* [Aufgabenstellung A]
Beantworte anhand der Quelle diese Fragen:
(i) Von welchem Datum ist der Erlass des Reichsministers der Finanzen, der im Leitsatz genannt wird?
(ii) Wie viele Leghühner hielt der Beschwerdeführer im zweiten Halbjahr 1948 und 1949?
(iii) Mit welcher Begründung hielt das Finanzamt den Betrieb für gewerblich?
* [Aufgabenstellung B] Gib den Abschnitt der Quelle wörtlich wieder, der mit „Umsatzsteuer“ beginnt und mit „aufgestellt worden sind.“ endet.

* [Quelle]
-*-

Entscheidungsstichwort (Thema)
Umsatzsteuer
Leitsatz (amtlich)
Bei der Beurteilung einer Hühnerfarm als landwirtschaftlicher oder gewerblicher Betrieb können auch die Richtlinien verwendet werden, die in dem Erlaß des Reichsministers der Finanzen vom 8. August 1935 S 3300 - 530 III unter Teil I Ziff. 7 (RStBl. 1935 S. 1076) für die Berechnung des eigenerzeugten Futters aufgestellt worden sind.
Normenkette
UStG § 4/19, § 24/2/2
Tatbestand
Der Beschwerdeführer (Bf.) betreibt seit einer Reihe von Jahren eine Hühnerfarm. Im zweiten Halbjahr 1948 und 1949 bewirtschaftete er 1,25 ja Weide- und 0,57 ha Ackerland und hielt rund 200 Leghühner und 30 Hähne, ferner 1 Kuh, 1 Kalb, 1 Schwein und 5 Gänse. Für die Zeit vom 30. September 1948 bis 1. Oktober 1949 wurden für rund 11.000 DM Futtermittel zugekauft. Das Finanzamt kam für das zweite Halbjahr 1948 und für das Jahr 1949 auf Grund einer Betriebsprüfung zu der Auffassung, daß der Betrieb des Bf. gewerblich sei, weil der Futterbedarf der Hühner überwiegend durch Zukauf gedeckt werde. Einspruch und Berufung blieben erfolglos.

-*-

* [Angezeigte Daten]
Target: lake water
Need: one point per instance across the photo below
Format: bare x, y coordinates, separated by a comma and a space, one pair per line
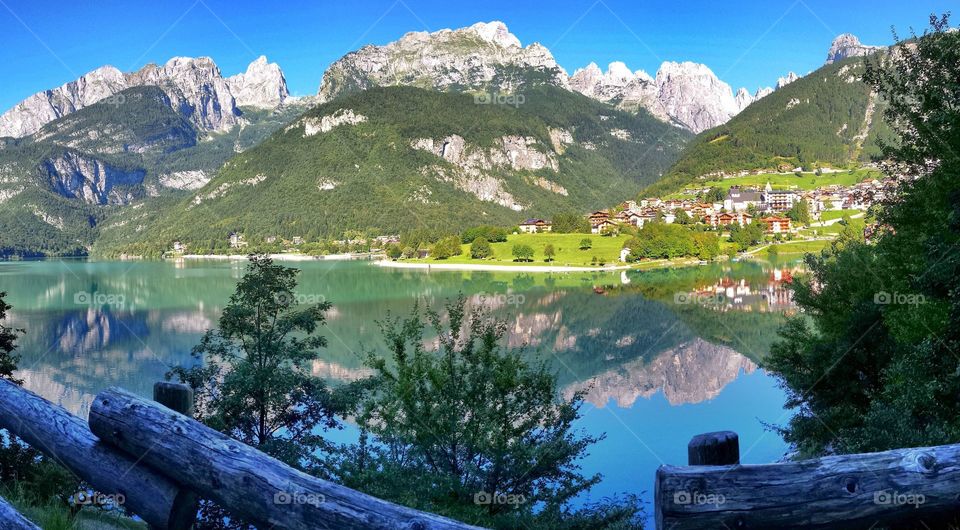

-*-

* [Antwort A]
(i) Vom 8. August 1935.
(ii) Rund 200 Leghühner.
(iii) Der Futterbedarf der Hühner werde überwiegend durch Zukauf gedeckt.

* [Antwort B]
Umsatzsteuer
Leitsatz (amtlich)
Bei der Beurteilung einer Hühnerfarm als landwirtschaftlicher oder gewerblicher Betrieb können auch die Richtlinien verwendet werden, die in dem Erlaß des Reichsministers der Finanzen vom 8. August 1935 S 3300 - 530 III unter Teil I Ziff. 7 (RStBl. 1935 S. 1076) für die Berechnung des eigenerzeugten Futters aufgestellt worden sind.